▸ **How to complete this task**: Repeat the records verbatim and leave the pictures out of your copy.

▸ **Input material**:
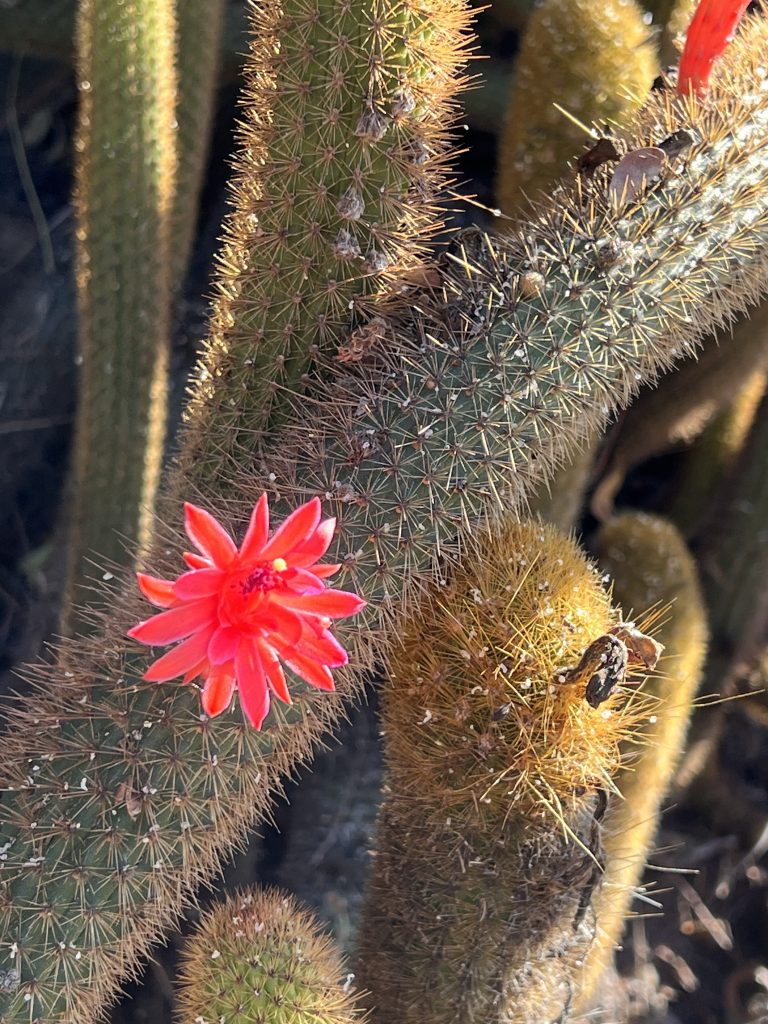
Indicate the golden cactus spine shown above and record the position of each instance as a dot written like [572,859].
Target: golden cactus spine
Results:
[337,188]
[126,166]
[260,956]
[592,57]
[503,716]
[652,570]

▸ **Answer for the task**:
Indicate the golden cactus spine shown above and record the position of each instance as a dot written like [572,859].
Target: golden cactus spine
Results:
[337,188]
[126,166]
[260,956]
[592,57]
[503,716]
[652,570]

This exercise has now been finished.